Required actions →
- 1) According to the news piece about T. Milton Street's run for a state House seat, what is the date of the special election?
- 2) Pick up the news piece about T. Milton Street's run for a state House seat and carry it on from the point where it stops.

Page extract →
- - -

The former hotdog vendor, mayoral candidate and prison inmate files for Jewell Williams's seat in the state House.

T. Milton Street,  a former hot dog vendor, mayoral candidate and prison inmate who first got elected to the state House in 1978, will appear on North Philadelphia ballots next month with a shot at joining the legislature again.

Street submitted nominating petitions Monday with enough signatures to win an independent spot in the April 24th special election, to fill the House seat vacated by Jewell Williams, now the city sheriff.  Street's candidacy is still subject to challenge, but he cleared the first hurdle by collecting more than 335 signatures and turning them in to the state Election Bureau in Harrisburg.

Street, 72, had initially sought the Democratic nomination for the seat but he gave up that race in favor of running as an independent, which could allow him to serve the remaining seven months in Williams's two-year term. His special election opponents, chosen by the ward leaders of the respective parties, are Democratic ward leader Gary Williams, 57 (no relation to Jewell), and Republican Steven Crum, 50, an actor.

- - -

Stored rows →
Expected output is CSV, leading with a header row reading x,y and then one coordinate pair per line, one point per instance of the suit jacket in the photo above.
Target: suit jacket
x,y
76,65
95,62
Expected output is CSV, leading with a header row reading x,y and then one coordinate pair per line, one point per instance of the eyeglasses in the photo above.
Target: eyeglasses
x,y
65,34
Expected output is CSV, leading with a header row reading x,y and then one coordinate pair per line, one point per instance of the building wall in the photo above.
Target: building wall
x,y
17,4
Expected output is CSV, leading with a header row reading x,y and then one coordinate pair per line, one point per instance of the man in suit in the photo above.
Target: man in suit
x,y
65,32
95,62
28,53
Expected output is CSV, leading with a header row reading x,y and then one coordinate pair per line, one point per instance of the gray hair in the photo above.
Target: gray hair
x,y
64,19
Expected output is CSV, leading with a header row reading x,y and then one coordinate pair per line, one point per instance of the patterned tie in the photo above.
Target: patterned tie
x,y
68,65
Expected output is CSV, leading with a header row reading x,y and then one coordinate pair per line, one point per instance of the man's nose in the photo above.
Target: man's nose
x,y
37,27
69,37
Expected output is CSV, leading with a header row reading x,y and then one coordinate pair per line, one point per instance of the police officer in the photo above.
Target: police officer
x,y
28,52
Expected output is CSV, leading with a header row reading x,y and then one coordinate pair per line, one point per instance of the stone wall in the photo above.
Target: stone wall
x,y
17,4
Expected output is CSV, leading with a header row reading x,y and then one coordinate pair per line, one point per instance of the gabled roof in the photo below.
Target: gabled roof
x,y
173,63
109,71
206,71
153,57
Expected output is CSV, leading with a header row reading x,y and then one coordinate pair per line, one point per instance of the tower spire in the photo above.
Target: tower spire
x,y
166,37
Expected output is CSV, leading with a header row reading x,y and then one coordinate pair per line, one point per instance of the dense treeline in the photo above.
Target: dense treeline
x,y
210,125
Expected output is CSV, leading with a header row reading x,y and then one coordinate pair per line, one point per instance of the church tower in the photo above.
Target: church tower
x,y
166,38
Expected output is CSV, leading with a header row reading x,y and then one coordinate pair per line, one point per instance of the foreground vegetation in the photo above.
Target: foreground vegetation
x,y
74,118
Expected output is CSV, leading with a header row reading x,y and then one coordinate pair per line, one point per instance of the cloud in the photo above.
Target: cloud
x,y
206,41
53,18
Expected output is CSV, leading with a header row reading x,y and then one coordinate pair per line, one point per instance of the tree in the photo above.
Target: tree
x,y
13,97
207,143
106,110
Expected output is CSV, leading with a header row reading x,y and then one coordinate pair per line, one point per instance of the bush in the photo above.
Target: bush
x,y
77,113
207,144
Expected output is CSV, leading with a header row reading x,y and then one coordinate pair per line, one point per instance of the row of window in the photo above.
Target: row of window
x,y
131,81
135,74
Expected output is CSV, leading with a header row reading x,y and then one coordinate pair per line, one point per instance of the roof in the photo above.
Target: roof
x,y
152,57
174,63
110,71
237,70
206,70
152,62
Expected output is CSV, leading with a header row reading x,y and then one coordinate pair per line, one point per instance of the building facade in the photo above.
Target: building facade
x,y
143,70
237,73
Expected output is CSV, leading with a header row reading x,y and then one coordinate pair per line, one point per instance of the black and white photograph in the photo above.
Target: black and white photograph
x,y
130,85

- - -

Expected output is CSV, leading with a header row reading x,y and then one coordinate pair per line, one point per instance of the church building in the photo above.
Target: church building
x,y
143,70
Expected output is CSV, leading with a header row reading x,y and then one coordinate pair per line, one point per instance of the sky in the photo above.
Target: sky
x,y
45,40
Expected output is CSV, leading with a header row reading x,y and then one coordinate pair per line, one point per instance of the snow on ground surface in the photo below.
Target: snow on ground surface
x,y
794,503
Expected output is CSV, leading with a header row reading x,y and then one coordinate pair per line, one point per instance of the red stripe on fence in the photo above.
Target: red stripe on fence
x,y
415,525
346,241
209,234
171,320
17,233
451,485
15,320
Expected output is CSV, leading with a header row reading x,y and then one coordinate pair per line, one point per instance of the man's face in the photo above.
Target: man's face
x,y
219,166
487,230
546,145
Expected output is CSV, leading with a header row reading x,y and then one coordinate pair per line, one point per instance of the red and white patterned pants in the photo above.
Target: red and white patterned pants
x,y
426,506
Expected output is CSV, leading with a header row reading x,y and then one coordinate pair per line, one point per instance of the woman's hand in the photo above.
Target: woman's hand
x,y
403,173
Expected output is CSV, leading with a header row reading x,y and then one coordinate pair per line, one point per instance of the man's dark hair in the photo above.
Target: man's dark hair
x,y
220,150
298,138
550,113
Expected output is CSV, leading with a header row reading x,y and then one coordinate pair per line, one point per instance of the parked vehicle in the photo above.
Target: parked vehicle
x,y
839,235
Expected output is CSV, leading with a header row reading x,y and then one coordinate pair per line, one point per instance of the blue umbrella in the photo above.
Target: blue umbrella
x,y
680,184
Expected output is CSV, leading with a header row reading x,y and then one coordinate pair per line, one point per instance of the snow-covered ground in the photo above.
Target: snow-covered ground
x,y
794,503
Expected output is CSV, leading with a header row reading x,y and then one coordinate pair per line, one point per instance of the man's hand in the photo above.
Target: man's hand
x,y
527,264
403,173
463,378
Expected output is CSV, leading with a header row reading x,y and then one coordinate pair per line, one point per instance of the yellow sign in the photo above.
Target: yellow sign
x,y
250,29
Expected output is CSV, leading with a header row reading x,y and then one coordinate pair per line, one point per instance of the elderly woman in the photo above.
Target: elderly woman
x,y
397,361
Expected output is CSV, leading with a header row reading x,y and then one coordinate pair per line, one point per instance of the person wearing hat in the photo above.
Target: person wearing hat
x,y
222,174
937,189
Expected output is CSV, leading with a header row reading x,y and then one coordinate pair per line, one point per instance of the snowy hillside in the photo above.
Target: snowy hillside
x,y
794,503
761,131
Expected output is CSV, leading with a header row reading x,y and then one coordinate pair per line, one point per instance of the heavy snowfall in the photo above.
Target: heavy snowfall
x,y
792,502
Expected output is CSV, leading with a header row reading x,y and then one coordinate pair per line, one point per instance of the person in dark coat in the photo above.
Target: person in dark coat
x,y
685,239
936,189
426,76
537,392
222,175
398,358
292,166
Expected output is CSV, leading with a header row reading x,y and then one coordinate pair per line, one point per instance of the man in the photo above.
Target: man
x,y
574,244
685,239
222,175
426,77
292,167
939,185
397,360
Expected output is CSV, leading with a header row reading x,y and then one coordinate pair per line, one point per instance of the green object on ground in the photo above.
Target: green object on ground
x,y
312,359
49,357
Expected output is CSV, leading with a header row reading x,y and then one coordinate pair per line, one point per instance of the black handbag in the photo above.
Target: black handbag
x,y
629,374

- - -

Results for the exercise →
- 1) April 24th

- 2)
Street, the colorful brother of former Mayor John Street, served a two-year term in the state House in 1979-80 and won a four-year term in the state Senate in 1980.  He might have had the job for life, but he changed parties from Democrat to Republican and was trounced when he sought re-election in 1984.

Fresh off a federal prison term for failing to file tax returns after raking in money as a business consultant while his brother was mayor, Milton Street ran in the mayoral primary last May and won 25 percent of the citywide vote against Mayor Nutter.

"If I win I go straight to Harrisburg," Street said in a telephone interview Tuesday. He said he was sorry to be missing the legislature's current fight over voter ID requirements.  "That's about Obama, not anything else," he said. But if elected, he said he would weigh in strongly against proposed cuts in education and social programs.